» Information provided:

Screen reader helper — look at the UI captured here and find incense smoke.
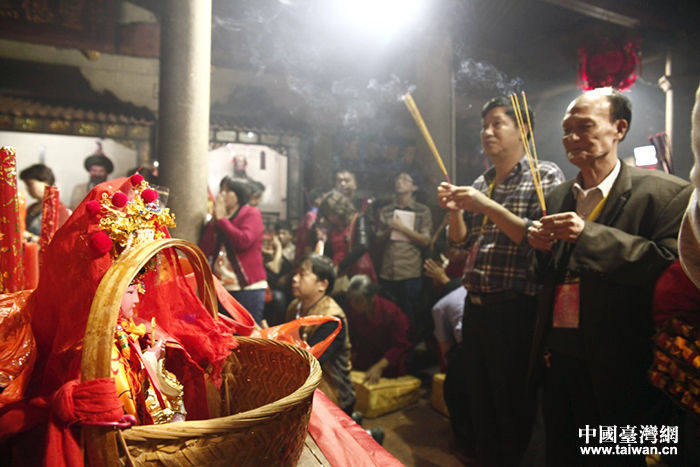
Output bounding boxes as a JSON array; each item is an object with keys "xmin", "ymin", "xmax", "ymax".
[{"xmin": 455, "ymin": 58, "xmax": 523, "ymax": 95}]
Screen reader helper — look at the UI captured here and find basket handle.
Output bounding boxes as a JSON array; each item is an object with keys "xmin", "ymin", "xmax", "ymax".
[{"xmin": 81, "ymin": 238, "xmax": 218, "ymax": 465}]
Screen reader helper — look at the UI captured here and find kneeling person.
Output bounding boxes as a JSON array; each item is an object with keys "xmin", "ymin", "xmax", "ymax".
[
  {"xmin": 347, "ymin": 275, "xmax": 413, "ymax": 384},
  {"xmin": 287, "ymin": 253, "xmax": 355, "ymax": 414}
]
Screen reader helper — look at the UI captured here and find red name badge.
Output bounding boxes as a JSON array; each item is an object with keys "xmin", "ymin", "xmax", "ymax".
[
  {"xmin": 553, "ymin": 282, "xmax": 579, "ymax": 328},
  {"xmin": 464, "ymin": 239, "xmax": 481, "ymax": 272}
]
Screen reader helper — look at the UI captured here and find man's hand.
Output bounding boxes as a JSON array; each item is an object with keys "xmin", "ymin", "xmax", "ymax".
[
  {"xmin": 527, "ymin": 212, "xmax": 586, "ymax": 251},
  {"xmin": 214, "ymin": 193, "xmax": 226, "ymax": 221},
  {"xmin": 423, "ymin": 259, "xmax": 450, "ymax": 285},
  {"xmin": 438, "ymin": 182, "xmax": 459, "ymax": 211},
  {"xmin": 386, "ymin": 217, "xmax": 406, "ymax": 232},
  {"xmin": 438, "ymin": 182, "xmax": 492, "ymax": 214}
]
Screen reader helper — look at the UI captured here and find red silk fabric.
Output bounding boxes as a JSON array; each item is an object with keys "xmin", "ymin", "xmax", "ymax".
[
  {"xmin": 309, "ymin": 389, "xmax": 403, "ymax": 467},
  {"xmin": 44, "ymin": 378, "xmax": 124, "ymax": 467}
]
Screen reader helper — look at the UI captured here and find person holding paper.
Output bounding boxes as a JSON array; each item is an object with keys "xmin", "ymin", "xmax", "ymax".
[
  {"xmin": 437, "ymin": 97, "xmax": 564, "ymax": 465},
  {"xmin": 379, "ymin": 172, "xmax": 433, "ymax": 325}
]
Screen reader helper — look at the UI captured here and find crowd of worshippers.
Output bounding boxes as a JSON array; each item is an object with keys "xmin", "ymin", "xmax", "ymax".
[
  {"xmin": 201, "ymin": 86, "xmax": 700, "ymax": 466},
  {"xmin": 20, "ymin": 88, "xmax": 700, "ymax": 466}
]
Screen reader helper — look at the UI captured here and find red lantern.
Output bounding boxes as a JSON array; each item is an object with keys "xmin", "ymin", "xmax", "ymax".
[{"xmin": 578, "ymin": 42, "xmax": 641, "ymax": 91}]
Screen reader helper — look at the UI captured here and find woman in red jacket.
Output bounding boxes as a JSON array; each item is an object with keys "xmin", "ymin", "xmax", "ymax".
[{"xmin": 199, "ymin": 175, "xmax": 267, "ymax": 324}]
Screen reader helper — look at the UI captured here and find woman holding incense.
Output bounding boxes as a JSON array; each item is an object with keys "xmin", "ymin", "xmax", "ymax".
[
  {"xmin": 437, "ymin": 98, "xmax": 564, "ymax": 465},
  {"xmin": 317, "ymin": 191, "xmax": 377, "ymax": 284},
  {"xmin": 19, "ymin": 164, "xmax": 71, "ymax": 242},
  {"xmin": 199, "ymin": 175, "xmax": 267, "ymax": 324}
]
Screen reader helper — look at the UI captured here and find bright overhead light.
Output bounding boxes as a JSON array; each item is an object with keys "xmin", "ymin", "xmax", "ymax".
[{"xmin": 340, "ymin": 0, "xmax": 422, "ymax": 33}]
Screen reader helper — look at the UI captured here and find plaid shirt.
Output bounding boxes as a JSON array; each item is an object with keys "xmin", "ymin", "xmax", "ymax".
[{"xmin": 462, "ymin": 157, "xmax": 564, "ymax": 295}]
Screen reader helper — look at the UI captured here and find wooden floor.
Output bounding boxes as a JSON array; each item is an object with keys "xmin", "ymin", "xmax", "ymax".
[{"xmin": 362, "ymin": 387, "xmax": 462, "ymax": 467}]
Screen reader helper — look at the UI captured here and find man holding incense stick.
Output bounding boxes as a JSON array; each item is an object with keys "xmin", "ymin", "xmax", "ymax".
[
  {"xmin": 528, "ymin": 90, "xmax": 691, "ymax": 466},
  {"xmin": 437, "ymin": 97, "xmax": 564, "ymax": 465}
]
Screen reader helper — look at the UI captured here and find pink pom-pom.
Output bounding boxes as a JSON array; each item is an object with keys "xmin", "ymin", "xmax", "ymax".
[
  {"xmin": 112, "ymin": 191, "xmax": 129, "ymax": 208},
  {"xmin": 141, "ymin": 188, "xmax": 158, "ymax": 204},
  {"xmin": 85, "ymin": 199, "xmax": 102, "ymax": 216},
  {"xmin": 90, "ymin": 232, "xmax": 112, "ymax": 255}
]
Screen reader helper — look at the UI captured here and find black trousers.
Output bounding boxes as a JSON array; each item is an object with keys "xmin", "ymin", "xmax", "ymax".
[
  {"xmin": 443, "ymin": 343, "xmax": 475, "ymax": 457},
  {"xmin": 542, "ymin": 350, "xmax": 646, "ymax": 467},
  {"xmin": 462, "ymin": 295, "xmax": 537, "ymax": 466}
]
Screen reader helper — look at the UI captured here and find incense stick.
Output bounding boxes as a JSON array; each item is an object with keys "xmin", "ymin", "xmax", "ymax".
[
  {"xmin": 510, "ymin": 92, "xmax": 547, "ymax": 216},
  {"xmin": 403, "ymin": 92, "xmax": 452, "ymax": 184}
]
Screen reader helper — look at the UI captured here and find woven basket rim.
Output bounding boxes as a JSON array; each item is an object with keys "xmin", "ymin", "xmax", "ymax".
[{"xmin": 122, "ymin": 336, "xmax": 323, "ymax": 441}]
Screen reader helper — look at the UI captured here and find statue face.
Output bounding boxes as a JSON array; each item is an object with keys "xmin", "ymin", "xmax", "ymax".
[
  {"xmin": 90, "ymin": 165, "xmax": 107, "ymax": 183},
  {"xmin": 121, "ymin": 285, "xmax": 139, "ymax": 318}
]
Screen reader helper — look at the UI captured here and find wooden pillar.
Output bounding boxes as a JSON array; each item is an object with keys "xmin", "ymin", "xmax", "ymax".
[{"xmin": 156, "ymin": 0, "xmax": 212, "ymax": 242}]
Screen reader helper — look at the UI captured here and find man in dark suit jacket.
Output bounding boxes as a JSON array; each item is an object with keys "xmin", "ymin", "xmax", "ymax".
[{"xmin": 528, "ymin": 91, "xmax": 691, "ymax": 466}]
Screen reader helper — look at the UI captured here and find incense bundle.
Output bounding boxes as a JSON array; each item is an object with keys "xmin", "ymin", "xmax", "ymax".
[
  {"xmin": 39, "ymin": 186, "xmax": 58, "ymax": 264},
  {"xmin": 403, "ymin": 92, "xmax": 452, "ymax": 184},
  {"xmin": 510, "ymin": 91, "xmax": 547, "ymax": 216},
  {"xmin": 0, "ymin": 146, "xmax": 24, "ymax": 293}
]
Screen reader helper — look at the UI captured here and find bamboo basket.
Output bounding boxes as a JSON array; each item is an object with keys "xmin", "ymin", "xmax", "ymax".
[{"xmin": 81, "ymin": 239, "xmax": 321, "ymax": 467}]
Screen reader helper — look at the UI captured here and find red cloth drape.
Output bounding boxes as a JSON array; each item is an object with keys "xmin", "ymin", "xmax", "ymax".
[
  {"xmin": 44, "ymin": 378, "xmax": 124, "ymax": 467},
  {"xmin": 0, "ymin": 146, "xmax": 24, "ymax": 293},
  {"xmin": 309, "ymin": 389, "xmax": 403, "ymax": 467}
]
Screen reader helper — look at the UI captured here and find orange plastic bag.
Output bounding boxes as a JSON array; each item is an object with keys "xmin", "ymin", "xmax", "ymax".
[
  {"xmin": 0, "ymin": 290, "xmax": 36, "ymax": 408},
  {"xmin": 252, "ymin": 316, "xmax": 343, "ymax": 358}
]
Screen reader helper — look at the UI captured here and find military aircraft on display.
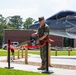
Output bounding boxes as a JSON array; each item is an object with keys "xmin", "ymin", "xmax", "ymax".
[{"xmin": 29, "ymin": 11, "xmax": 76, "ymax": 38}]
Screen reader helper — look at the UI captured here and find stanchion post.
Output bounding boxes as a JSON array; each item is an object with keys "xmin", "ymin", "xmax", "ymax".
[
  {"xmin": 55, "ymin": 46, "xmax": 57, "ymax": 56},
  {"xmin": 48, "ymin": 43, "xmax": 51, "ymax": 66},
  {"xmin": 18, "ymin": 48, "xmax": 20, "ymax": 59},
  {"xmin": 13, "ymin": 50, "xmax": 15, "ymax": 60},
  {"xmin": 25, "ymin": 44, "xmax": 28, "ymax": 64},
  {"xmin": 5, "ymin": 40, "xmax": 14, "ymax": 69},
  {"xmin": 7, "ymin": 47, "xmax": 8, "ymax": 62},
  {"xmin": 22, "ymin": 48, "xmax": 23, "ymax": 58},
  {"xmin": 42, "ymin": 42, "xmax": 53, "ymax": 74},
  {"xmin": 68, "ymin": 46, "xmax": 70, "ymax": 56}
]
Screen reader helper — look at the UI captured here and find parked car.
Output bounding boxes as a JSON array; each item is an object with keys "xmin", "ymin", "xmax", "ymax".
[{"xmin": 2, "ymin": 42, "xmax": 19, "ymax": 50}]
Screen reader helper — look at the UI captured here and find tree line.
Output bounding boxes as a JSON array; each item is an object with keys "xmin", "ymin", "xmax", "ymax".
[{"xmin": 0, "ymin": 14, "xmax": 35, "ymax": 44}]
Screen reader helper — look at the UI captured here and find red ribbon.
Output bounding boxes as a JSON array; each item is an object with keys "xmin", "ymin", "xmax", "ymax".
[{"xmin": 25, "ymin": 39, "xmax": 54, "ymax": 48}]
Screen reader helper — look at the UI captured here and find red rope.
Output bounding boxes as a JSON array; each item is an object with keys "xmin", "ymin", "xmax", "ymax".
[{"xmin": 25, "ymin": 39, "xmax": 54, "ymax": 48}]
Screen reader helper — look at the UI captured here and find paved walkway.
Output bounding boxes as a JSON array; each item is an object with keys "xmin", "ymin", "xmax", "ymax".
[{"xmin": 0, "ymin": 55, "xmax": 76, "ymax": 75}]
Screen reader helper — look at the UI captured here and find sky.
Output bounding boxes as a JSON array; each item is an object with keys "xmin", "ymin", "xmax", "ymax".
[{"xmin": 0, "ymin": 0, "xmax": 76, "ymax": 20}]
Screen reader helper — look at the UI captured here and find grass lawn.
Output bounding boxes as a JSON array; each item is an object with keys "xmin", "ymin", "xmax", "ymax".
[
  {"xmin": 0, "ymin": 49, "xmax": 76, "ymax": 56},
  {"xmin": 0, "ymin": 68, "xmax": 47, "ymax": 75}
]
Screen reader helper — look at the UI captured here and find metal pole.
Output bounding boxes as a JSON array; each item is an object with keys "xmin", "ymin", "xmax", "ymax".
[
  {"xmin": 8, "ymin": 40, "xmax": 10, "ymax": 68},
  {"xmin": 5, "ymin": 40, "xmax": 13, "ymax": 69},
  {"xmin": 25, "ymin": 44, "xmax": 28, "ymax": 64},
  {"xmin": 42, "ymin": 42, "xmax": 53, "ymax": 74}
]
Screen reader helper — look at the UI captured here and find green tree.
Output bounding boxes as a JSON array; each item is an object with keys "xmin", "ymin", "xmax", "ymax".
[
  {"xmin": 8, "ymin": 16, "xmax": 22, "ymax": 29},
  {"xmin": 23, "ymin": 17, "xmax": 35, "ymax": 29}
]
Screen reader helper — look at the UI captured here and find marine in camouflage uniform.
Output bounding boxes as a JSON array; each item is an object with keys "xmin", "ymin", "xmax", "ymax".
[{"xmin": 38, "ymin": 17, "xmax": 49, "ymax": 70}]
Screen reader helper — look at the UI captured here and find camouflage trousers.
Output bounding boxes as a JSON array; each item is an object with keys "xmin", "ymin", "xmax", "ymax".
[{"xmin": 40, "ymin": 45, "xmax": 46, "ymax": 65}]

» Work to complete:
Count the lines in the records above that contain the string "camouflage", with case counting, and reply with that number alone.

» Correct output:
2